• **TASKS FOR THIS EXERCISE**:
1) Reproduce the whole transcript about bears in New Jersey word for word.
2) Edit the records by replacing "rough mask" with "coarse mask" and leaving everything else the same. Begin at the first line of the records, stop after the line containing "rough mask: <svg", and return only those lines.

• **EXCERPT TO READ**:
Oh, uh uh a hundred percent. I've I've had 99.9% of my interactions with people have have been pretty good in the woods. Not let me knock on on wood, and I don't want to have that. I don't want to, you know what I mean. Um, but it it it's yeah, and especially for you being a South Jersey boy. I mean, yet again, you've been in PA and stuff like that, so it's not like you haven't, you know, experienced bears or you've been, you know, but to do it in Jersey, you know what I mean, has got to be a different thing because yet again, like you're from South Jersey. You're you're it's flat, you know, you got the pines, you maybe have ads and and stuff like that. And when you go to PA, that's what you're expecting is to be in the big mountains, the big woods and everything like that. But you don't see that version of New Jersey. So then seeing it and be like, holy shit, you know, the the bear and then the bear numbers in Jersey are absolutely insane. And the more, you know, West Jersey you go, the the crazier they they get and everything like that. And like I I have a a joke with our our out of state guys, and I'm like, yeah, you get up to Sussex, Jersey, you could throw a rock, and you're probably gonna hit a bear.

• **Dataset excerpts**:

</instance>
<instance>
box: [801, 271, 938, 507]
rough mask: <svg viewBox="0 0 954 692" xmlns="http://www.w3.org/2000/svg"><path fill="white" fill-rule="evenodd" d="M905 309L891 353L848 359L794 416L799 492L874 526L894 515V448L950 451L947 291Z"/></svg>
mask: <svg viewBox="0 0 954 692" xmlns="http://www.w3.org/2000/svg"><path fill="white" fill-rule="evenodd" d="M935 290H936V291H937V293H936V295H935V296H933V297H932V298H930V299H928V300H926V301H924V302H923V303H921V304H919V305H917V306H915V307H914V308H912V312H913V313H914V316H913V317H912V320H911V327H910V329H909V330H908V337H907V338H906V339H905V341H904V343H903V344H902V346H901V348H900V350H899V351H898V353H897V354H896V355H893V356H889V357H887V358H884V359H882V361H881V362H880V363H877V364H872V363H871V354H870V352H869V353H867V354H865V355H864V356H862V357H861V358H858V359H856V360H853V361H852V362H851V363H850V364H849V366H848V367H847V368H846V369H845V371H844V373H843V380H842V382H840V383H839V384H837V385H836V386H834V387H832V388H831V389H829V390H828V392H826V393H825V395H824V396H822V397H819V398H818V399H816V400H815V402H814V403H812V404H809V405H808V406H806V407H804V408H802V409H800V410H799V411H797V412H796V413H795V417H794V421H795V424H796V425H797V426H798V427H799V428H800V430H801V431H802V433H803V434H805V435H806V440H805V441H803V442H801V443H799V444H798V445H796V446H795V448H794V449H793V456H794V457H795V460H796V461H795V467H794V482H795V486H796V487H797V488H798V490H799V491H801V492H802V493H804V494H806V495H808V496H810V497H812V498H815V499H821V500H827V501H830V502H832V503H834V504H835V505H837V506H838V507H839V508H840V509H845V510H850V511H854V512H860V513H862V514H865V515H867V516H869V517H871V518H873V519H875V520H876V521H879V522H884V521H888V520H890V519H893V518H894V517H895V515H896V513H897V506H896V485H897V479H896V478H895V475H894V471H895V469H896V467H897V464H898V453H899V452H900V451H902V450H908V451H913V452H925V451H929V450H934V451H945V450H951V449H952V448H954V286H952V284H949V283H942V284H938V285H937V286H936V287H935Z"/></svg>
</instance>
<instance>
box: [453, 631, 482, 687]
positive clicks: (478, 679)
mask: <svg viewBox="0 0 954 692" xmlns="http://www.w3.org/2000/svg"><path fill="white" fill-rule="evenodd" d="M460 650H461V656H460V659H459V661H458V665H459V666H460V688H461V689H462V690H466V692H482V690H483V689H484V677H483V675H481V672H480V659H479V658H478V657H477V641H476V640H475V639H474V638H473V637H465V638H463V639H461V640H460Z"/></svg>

• **TASK-BY-TASK SOLUTIONS**:
1)
Oh, uh uh a hundred percent. I've I've had 99.9% of my interactions with people have have been pretty good in the woods. Not let me knock on on wood, and I don't want to have that. I don't want to, you know what I mean. Um, but it it it's yeah, and especially for you being a South Jersey boy. I mean, yet again, you've been in PA and stuff like that, so it's not like you haven't, you know, experienced bears or you've been, you know, but to do it in Jersey, you know what I mean, has got to be a different thing because yet again, like you're from South Jersey. You're you're it's flat, you know, you got the pines, you maybe have ads and and stuff like that. And when you go to PA, that's what you're expecting is to be in the big mountains, the big woods and everything like that. But you don't see that version of New Jersey. So then seeing it and be like, holy shit, you know, the the bear and then the bear numbers in Jersey are absolutely insane. And the more, you know, West Jersey you go, the the crazier they they get and everything like that. And like I I have a a joke with our our out of state guys, and I'm like, yeah, you get up to Sussex, Jersey, you could throw a rock, and you're probably gonna hit a bear.

2)
</instance>
<instance>
box: [801, 271, 938, 507]
coarse mask: <svg viewBox="0 0 954 692" xmlns="http://www.w3.org/2000/svg"><path fill="white" fill-rule="evenodd" d="M905 309L891 353L848 359L794 416L799 492L874 526L894 515V448L950 451L947 291Z"/></svg>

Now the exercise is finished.